_Input data:_
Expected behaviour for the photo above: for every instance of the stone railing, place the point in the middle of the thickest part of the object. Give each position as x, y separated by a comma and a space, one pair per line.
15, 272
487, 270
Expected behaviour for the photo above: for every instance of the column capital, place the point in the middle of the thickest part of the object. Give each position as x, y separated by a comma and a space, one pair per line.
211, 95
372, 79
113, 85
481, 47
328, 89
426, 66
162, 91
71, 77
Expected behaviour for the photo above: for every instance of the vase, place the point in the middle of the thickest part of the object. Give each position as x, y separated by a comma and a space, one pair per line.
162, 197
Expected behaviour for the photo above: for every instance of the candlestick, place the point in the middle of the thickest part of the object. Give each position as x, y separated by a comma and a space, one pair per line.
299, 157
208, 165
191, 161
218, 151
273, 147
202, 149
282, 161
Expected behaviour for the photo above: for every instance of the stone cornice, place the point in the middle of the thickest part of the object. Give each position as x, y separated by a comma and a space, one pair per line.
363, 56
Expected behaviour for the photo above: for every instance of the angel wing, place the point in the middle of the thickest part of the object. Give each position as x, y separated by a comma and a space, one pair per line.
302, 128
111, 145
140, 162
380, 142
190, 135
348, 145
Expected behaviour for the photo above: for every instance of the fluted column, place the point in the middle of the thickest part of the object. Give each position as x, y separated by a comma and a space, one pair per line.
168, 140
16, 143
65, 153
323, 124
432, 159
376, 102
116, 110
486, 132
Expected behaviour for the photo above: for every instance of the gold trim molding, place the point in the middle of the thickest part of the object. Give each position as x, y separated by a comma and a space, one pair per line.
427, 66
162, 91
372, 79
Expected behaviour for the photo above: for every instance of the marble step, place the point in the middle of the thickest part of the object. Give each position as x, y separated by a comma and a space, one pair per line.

_What is required:_ Each record must be repeated exactly as it is.

_Your response:_
Expected behaviour for the photo above: for every instance of the stone railing, place the point in the middle of the thickest part of the object. Give each position as x, y separated by a comma and a space, one pair per line.
15, 272
487, 270
Expected behaviour for the photo above: for every instance of the column capital, place the point in the middle of the thickest part of the object. Give each position as x, y separated by a comma and a space, one pair per line.
211, 95
372, 79
113, 85
481, 47
328, 89
426, 66
162, 91
71, 77
Expected behaviour for the photo above: for every instance of the vase, place the point in the middle of the thickest part of the object. Give each position as x, y separated by a comma and a space, one pair per line.
162, 197
Expected behaviour for the photo above: for every instance of the candlestick, place the point in the middle of the thickest part of the object. Give each position as x, y separated by a comma and a space, one pair per line.
299, 157
208, 165
191, 161
218, 151
273, 147
202, 149
282, 161
Expected behaviour for the photo above: for every instance of the stone cornice, place the point in the middle of the thickest part of the object. Give each position as x, y separated by a comma and a space, one pair per line.
363, 56
Expected behaviour for the photo above: for every instance of the angel wing, place the point in the middle of the thickest part of the object. Give each position as x, y separated by a comma and a space, one pair per line.
302, 128
111, 145
140, 162
380, 142
190, 135
348, 145
Expected behaviour for the photo above: for every instance of the fluted column, place the point in the middle of the thickest part of the object. Give each position as x, y separated by a comma and a space, one pair per line.
168, 140
16, 143
65, 153
323, 124
432, 159
376, 102
116, 110
486, 132
Expected behaviour for the photo above: for every instance of the gold trim molding, place the point in the middle of the thickest part of the object. Give each position as x, y separated by a comma and a space, one pair per line.
427, 66
162, 91
372, 79
Expected behaviour for the photo above: for every instance of the marble step, place the point in the middle of the thickest part of the object. Give each position as x, y separated by a comma and a space, one pair per line.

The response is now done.